*** Opening of Data provided ***
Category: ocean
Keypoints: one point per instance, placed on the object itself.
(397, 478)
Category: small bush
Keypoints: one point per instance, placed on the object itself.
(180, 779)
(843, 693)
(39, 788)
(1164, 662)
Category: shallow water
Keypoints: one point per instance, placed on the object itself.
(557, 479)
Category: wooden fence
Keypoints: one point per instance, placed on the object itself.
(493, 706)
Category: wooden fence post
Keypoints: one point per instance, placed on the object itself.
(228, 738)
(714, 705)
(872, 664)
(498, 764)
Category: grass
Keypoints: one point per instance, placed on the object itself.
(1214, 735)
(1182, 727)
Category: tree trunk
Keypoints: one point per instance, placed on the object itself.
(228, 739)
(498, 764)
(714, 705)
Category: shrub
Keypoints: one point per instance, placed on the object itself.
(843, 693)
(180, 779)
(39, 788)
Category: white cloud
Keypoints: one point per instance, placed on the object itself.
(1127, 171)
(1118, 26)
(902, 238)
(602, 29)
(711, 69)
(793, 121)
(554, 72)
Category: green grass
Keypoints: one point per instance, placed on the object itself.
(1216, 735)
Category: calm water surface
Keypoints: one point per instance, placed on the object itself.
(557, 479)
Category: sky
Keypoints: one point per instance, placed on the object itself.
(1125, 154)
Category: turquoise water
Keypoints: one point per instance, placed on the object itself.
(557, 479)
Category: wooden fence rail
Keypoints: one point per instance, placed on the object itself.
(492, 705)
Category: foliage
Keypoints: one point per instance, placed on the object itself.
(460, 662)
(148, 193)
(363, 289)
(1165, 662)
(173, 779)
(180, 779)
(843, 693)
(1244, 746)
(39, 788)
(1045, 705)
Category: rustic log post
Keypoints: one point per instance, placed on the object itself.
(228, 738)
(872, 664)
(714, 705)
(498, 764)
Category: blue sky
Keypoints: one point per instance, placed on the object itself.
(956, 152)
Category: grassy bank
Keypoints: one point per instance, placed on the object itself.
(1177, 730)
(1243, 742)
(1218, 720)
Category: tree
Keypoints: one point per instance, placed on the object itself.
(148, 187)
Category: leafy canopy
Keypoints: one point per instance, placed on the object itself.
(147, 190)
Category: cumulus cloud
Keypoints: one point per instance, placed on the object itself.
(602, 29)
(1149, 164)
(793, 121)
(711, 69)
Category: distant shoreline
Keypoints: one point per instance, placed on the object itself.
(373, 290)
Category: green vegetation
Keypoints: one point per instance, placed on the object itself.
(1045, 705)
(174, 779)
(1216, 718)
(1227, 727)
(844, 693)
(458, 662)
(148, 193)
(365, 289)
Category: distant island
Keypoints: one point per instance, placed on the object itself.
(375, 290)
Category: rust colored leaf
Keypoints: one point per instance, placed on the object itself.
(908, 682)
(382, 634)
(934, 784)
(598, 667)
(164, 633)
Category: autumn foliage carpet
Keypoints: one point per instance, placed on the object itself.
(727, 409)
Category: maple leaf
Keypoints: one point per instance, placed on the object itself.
*** Close of Data provided ***
> _Task to complete_:
Check every line above for the string "cloud" and state how many have it, with no other words.

> _Problem solution_:
2